## Passage shown
===============

Over the years, the majority of security issues for ColdFusion have been somewhere inside the /CFIDE/ and /CFIDE/Administrator/ folders. It's time to stop encrypting these. What is the point, anyway? If you decrypt them, then the community can provide feedback and patches to make them even more secure.

----------------------------- Additional Watson Details -----------------------------

Watson Bug ID:	3818547

External Customer Info:
External Company:  
External Customer Name: Adam Tuttle
External Customer Email:  
External Test Config: My Hardware and Environment details:



+1. In CFML code, we're more likely to find problems than your lot are.
Vote by External U.
11111 | September 04, 2014 09:38:47 AM GMT
+1 "I'm a leaf on the wind. Watch how I soar." - Wash, Serenity
Vote by External U.
11112 | September 04, 2014 10:26:06 AM GMT
+1 Please make this possible.
Comment by External U.
11099 | September 04, 2014 06:19:29 PM GMT
+1 - Couldn't agree more with Adam and Adam that the CF Administrator code should not be encrypted and that the community is more likely to find issues and fixes than Adobe are. Closing it without comments and a reason of "As Designed" is complete BS. The whole point of the report was challenging the way it is been designed, so in my mind that is not a valid reason for closing the ticket. Please either re-open and make the change as requested or provide a reason as to why it shouldn't be done.
Vote by External U.

===============

## Dataset entries
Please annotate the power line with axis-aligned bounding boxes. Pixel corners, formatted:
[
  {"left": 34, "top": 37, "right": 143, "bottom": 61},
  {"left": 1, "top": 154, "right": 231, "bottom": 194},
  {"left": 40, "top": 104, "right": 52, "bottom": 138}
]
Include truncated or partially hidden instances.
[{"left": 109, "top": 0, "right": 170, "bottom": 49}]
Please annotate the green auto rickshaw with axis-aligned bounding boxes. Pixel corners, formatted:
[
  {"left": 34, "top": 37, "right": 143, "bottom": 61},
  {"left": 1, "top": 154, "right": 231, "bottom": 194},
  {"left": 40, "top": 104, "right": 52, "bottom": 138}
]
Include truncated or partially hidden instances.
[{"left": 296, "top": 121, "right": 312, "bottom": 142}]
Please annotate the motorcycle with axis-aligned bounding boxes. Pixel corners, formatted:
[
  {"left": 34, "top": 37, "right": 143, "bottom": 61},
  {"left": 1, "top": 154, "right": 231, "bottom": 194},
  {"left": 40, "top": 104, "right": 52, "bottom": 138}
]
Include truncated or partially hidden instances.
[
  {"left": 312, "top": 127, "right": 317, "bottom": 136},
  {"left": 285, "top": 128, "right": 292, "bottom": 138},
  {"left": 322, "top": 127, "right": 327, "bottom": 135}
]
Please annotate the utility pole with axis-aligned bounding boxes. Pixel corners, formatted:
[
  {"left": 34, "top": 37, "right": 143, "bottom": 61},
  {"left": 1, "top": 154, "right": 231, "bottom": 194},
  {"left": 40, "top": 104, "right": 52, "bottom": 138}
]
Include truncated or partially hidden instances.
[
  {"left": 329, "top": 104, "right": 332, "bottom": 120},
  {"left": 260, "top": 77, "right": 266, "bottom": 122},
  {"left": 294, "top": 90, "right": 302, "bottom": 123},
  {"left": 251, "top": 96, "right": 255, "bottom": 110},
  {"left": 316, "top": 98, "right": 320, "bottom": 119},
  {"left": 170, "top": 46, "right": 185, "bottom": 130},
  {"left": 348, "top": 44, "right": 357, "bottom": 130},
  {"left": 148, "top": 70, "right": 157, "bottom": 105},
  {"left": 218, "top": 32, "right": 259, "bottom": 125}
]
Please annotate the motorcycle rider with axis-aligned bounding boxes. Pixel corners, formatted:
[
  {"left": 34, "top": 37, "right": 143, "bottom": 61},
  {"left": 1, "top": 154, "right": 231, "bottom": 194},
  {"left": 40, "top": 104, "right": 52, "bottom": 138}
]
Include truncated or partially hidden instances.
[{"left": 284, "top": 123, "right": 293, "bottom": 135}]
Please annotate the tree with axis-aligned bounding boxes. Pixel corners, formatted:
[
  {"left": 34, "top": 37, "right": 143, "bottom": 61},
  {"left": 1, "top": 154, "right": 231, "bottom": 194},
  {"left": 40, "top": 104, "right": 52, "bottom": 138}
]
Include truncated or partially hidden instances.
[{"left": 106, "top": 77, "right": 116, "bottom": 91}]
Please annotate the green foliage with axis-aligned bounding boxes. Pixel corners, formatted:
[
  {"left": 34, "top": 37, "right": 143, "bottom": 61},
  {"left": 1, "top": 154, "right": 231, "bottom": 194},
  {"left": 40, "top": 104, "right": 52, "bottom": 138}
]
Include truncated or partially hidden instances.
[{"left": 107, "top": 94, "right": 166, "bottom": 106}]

===============

## Requirements
**1)** Duplicate the ColdFusion bug report text from "11111 | September" up to and including "shouldn't be done.".
**2)** According to the ColdFusion bug report, in which folders have most ColdFusion security issues been found over the years?
**3)** Resume the ColdFusion bug report from the point where it stops.

## Exercise responses
**1)**
11111 | September 04, 2014 09:38:47 AM GMT
+1 "I'm a leaf on the wind. Watch how I soar." - Wash, Serenity
Vote by External U.
11112 | September 04, 2014 10:26:06 AM GMT
+1 Please make this possible.
Comment by External U.
11099 | September 04, 2014 06:19:29 PM GMT
+1 - Couldn't agree more with Adam and Adam that the CF Administrator code should not be encrypted and that the community is more likely to find issues and fixes than Adobe are. Closing it without comments and a reason of "As Designed" is complete BS. The whole point of the report was challenging the way it is been designed, so in my mind that is not a valid reason for closing the ticket. Please either re-open and make the change as requested or provide a reason as to why it shouldn't be done.

**2)** The /CFIDE/ and /CFIDE/Administrator/ folders.

**3)**
11113 | September 09, 2014 07:26:42 AM GMT
Shame and embarrassment at the state of the code are the only reasons I can see to not do this. Adobe CF is not that special, and can not continue to treat its users poorly. Let's see what's in there, and get it fixed.
Vote by External U.
11114 | September 09, 2014 07:55:53 AM GMT
+1 Seems like a reasonable request. I won't impugn your integrity or your skills or your goals. If you ignore the tone of the comments here and just evaluate it with respect to the merits, seems like you should reverse your decision. Adam C makes a great point when he says the community is capable of helping here. And Adam T has done plenty to help the language and community int he past. Opening up the access shouldn't hurt your business model while at the same time getting the possibility of better tools for your customers. That can only help.
Vote by External U.
11115 | September 09, 2014 08:27:27 AM GMT
Make the code visible so we can help debug it.
Vote by External U.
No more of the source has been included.